**Task A**
Summarize the profile in two sentences.
**Task B**
Transcribe the profile from "Summary I am" to "in the city.".
***** Text extract *****
Honorary Researcher, University of Toronto
Cheney Creative Fellow, University of Leeds
Editor-in-Chief, Cha: An Asian Literary Journal
Founding Co-editor, Hong Kong Studies
Translation Editor, The Shanghai Literary Review
English Editor, Voice & Verse Poetry Magazine
Email: tammyho@asiancha.com
Additional supporting materials are available upon request.
Selected recent activities.
Summary I am a researcher, writer, translator, and editor whose work lies at the intersections of literature, culture, and politics. Born in Hong Kong, I studied English literature and translation at the University of Hong Kong before completing a doctorate at King’s College London. Until my relocation to Europe in 2022, I was a tenured Associate Professor in the Department of English at Hong Kong Baptist University, where I contributed to curriculum development, supervised undergraduate and postgraduate research, and was actively involved in literary and cultural initiatives in the city.
My research and creative practice explore questions of language, adaptation, and cultural transformation, with particular attention recently to China Studies, Sinophone literatures, and the shifting subjectivities of Hong Kong in times of crisis. These concerns can also be found in my editorial and literary work. I am the editor-in-chief of Cha: An Asian Literary Journal, the first English-language literary journal based in Hong Kong that I co-founded in 2007, and serve as the founding co-editor of Hong Kong Studies, the translation editor of The Shanghai Literary Review, and the English editor of Voice & Verse Poetry Magazine. I am also an editorial board member of Writing Chinese: A Journal of Contemporary Sinophone Writing at the University of Leeds, the De Gruyter series Beyond Universalism / Partager l’universel, and the Hong Kong Matters Series at Hong Kong University Press. In 2019 I was the winning juror of the Newman Prize for Chinese Literature, nominating Hong Kong writer Xi Xi 西西, who became the first and so far the only writer from Hong Kong to receive the award, an affirmation of my engagement with Sinophone literary cultures and international prize evaluation.
***** Dataset extract *****
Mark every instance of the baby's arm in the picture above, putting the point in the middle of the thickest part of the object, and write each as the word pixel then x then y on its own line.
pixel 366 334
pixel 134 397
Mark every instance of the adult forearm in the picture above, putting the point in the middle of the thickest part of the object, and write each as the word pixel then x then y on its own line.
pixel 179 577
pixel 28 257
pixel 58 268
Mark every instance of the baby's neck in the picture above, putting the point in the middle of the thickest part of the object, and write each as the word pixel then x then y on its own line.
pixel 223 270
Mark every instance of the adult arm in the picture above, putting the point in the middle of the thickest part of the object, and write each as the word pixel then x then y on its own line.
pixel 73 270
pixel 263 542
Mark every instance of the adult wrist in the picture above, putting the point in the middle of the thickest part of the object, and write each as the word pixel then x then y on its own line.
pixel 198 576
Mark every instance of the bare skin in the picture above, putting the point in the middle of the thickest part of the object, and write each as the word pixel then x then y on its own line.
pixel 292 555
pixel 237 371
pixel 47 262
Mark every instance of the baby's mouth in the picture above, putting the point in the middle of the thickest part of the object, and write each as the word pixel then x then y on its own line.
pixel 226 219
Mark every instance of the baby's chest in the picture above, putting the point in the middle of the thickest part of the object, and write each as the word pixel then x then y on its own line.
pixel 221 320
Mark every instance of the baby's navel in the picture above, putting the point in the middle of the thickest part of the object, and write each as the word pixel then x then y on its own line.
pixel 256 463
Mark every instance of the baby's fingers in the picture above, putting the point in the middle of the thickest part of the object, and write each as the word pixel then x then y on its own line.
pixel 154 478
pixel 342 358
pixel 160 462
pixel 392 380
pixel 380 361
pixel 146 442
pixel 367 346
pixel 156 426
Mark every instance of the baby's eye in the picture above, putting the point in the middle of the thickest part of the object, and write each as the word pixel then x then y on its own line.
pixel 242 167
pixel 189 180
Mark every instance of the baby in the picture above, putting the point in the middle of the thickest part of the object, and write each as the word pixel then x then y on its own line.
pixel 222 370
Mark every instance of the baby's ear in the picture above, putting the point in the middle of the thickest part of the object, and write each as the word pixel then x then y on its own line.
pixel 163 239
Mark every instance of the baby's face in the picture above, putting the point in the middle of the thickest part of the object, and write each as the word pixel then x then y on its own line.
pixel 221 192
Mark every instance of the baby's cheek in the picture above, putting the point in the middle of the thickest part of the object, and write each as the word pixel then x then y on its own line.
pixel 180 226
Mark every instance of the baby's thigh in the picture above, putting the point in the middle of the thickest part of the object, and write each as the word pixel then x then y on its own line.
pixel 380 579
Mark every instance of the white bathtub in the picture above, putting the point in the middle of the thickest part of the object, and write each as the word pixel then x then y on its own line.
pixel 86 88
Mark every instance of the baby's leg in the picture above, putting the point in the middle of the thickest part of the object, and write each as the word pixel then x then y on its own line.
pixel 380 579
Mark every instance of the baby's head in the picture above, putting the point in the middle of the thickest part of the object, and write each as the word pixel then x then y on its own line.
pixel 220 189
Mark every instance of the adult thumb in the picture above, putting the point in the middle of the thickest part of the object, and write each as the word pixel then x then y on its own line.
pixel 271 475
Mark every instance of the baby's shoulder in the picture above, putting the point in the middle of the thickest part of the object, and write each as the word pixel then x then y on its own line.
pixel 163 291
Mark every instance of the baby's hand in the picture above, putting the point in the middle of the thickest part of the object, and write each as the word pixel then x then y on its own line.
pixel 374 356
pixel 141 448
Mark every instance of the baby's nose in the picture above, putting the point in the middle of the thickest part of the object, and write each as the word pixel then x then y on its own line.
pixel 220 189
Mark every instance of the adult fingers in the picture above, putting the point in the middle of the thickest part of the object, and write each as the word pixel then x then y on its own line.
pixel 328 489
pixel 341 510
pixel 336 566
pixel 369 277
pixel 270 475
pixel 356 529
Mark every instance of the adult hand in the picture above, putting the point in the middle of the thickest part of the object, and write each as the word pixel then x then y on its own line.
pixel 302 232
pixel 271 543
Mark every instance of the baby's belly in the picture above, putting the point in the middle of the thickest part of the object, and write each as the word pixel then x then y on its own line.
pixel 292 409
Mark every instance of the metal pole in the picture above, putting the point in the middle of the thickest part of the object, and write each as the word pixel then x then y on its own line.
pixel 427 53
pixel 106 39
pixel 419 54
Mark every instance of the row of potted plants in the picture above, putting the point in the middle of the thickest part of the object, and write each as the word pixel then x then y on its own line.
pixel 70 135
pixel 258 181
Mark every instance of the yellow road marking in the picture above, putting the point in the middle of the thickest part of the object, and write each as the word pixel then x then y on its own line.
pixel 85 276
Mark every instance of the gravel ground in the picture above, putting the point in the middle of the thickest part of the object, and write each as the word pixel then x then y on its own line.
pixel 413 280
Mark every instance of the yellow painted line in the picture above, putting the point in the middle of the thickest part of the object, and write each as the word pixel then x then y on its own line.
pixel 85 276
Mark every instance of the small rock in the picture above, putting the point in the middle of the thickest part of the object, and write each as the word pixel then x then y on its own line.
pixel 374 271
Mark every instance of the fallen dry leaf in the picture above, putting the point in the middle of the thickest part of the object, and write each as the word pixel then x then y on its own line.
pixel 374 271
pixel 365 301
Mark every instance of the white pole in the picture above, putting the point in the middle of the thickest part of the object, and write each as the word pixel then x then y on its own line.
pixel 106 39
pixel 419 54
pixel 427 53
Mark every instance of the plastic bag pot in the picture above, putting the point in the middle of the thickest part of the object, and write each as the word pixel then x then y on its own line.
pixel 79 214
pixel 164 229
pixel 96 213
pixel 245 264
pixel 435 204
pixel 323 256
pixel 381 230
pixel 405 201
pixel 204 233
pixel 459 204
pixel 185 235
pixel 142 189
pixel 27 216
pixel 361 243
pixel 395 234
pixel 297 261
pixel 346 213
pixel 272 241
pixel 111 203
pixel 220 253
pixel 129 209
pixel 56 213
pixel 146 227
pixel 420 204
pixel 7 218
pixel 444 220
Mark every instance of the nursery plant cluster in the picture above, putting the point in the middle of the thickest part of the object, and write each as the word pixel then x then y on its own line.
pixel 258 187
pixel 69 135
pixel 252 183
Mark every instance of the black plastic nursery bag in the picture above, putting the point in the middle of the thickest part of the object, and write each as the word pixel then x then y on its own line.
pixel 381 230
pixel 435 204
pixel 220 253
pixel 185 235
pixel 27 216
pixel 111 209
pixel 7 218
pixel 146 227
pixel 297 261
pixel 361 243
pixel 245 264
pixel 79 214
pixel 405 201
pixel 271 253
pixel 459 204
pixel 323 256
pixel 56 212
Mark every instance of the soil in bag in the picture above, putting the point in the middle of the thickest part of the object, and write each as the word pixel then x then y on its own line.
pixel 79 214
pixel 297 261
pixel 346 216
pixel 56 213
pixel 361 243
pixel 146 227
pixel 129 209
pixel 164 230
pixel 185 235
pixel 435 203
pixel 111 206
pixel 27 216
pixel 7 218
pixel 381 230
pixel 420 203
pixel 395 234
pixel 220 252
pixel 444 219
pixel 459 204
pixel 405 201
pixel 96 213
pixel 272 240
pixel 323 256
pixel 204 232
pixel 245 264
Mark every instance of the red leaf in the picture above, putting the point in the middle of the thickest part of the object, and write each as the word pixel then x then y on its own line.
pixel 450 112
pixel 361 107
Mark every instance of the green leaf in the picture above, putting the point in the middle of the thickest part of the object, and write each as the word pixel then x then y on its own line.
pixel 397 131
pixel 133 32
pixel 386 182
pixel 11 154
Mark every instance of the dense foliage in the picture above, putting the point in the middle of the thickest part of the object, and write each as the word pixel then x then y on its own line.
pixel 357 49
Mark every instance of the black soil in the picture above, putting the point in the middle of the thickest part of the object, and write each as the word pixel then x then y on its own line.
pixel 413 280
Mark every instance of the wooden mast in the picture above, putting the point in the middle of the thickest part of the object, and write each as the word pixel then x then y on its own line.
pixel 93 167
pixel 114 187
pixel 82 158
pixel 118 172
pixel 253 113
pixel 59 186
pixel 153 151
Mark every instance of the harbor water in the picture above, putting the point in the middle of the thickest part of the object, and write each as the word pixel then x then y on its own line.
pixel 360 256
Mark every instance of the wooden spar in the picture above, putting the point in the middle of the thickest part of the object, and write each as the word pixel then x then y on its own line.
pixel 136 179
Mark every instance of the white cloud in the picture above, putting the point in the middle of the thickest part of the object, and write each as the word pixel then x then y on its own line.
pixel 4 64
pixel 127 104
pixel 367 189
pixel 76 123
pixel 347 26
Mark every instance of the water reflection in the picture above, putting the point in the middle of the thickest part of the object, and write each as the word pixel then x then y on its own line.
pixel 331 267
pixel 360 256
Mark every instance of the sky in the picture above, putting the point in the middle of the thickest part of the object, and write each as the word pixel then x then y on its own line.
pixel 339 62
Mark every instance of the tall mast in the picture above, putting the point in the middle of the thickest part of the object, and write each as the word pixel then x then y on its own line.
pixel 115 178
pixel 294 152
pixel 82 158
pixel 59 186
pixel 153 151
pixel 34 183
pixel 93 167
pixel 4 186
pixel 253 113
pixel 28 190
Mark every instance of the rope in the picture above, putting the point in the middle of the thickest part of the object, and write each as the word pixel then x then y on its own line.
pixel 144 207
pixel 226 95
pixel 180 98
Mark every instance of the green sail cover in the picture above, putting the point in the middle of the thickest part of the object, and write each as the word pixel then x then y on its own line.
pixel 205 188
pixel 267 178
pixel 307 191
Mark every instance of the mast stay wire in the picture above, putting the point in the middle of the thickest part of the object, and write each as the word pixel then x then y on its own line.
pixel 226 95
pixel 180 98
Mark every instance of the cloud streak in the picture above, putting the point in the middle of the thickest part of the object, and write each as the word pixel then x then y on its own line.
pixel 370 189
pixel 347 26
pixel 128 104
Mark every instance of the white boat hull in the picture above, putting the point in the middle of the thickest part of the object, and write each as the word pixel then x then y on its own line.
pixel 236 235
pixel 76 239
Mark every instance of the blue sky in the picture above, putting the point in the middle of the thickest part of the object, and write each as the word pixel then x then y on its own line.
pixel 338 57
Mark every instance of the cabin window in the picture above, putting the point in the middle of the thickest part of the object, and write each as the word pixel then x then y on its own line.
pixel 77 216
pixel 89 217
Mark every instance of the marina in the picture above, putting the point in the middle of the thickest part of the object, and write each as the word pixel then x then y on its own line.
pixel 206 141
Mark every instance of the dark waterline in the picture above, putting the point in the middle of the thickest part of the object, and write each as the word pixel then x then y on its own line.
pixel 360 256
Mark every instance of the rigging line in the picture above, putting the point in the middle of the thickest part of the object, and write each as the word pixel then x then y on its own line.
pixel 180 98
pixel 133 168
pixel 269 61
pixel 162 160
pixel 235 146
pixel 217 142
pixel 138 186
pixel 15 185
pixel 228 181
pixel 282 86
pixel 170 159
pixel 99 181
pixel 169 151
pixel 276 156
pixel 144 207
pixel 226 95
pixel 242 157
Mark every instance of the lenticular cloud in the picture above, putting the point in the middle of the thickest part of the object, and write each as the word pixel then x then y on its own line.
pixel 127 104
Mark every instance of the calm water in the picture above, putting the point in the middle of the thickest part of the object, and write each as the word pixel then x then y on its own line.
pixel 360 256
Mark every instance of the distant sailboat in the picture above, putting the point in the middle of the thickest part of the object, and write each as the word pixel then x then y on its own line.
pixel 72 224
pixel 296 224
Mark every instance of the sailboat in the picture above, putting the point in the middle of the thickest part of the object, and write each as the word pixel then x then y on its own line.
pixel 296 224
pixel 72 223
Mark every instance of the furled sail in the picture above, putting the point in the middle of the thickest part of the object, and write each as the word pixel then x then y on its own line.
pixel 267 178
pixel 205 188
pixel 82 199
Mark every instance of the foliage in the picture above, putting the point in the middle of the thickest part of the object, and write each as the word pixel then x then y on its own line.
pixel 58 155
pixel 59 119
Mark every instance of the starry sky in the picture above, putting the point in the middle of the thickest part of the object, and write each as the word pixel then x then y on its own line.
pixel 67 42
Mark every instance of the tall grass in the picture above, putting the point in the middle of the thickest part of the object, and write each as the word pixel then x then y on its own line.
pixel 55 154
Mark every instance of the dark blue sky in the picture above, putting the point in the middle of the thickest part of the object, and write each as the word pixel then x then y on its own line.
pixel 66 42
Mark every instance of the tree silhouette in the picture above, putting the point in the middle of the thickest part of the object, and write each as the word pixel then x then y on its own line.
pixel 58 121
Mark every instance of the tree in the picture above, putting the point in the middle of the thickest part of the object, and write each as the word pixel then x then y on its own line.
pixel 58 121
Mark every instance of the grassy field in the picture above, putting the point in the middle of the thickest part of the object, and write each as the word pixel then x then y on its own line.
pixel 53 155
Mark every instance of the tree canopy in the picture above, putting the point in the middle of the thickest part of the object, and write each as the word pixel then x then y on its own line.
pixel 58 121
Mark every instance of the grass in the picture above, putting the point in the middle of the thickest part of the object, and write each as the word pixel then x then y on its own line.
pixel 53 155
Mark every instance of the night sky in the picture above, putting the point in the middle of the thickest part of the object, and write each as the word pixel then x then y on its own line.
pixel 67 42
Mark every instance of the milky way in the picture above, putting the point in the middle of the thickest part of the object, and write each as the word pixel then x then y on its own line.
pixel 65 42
*****
**Task result A**
The profile describes a Hong Kong-born researcher, writer, translator, and editor who studied at the University of Hong Kong and King's College London and was a tenured Associate Professor of English at Hong Kong Baptist University until relocating to Europe in 2022. Their work explores language, adaptation, and cultural transformation, including Sinophone literatures and Hong Kong in times of crisis, and they are editor-in-chief of Cha: An Asian Literary Journal, which they co-founded in 2007, along with several other editorial roles.

**Task result B**
Summary I am a researcher, writer, translator, and editor whose work lies at the intersections of literature, culture, and politics. Born in Hong Kong, I studied English literature and translation at the University of Hong Kong before completing a doctorate at King’s College London. Until my relocation to Europe in 2022, I was a tenured Associate Professor in the Department of English at Hong Kong Baptist University, where I contributed to curriculum development, supervised undergraduate and postgraduate research, and was actively involved in literary and cultural initiatives in the city.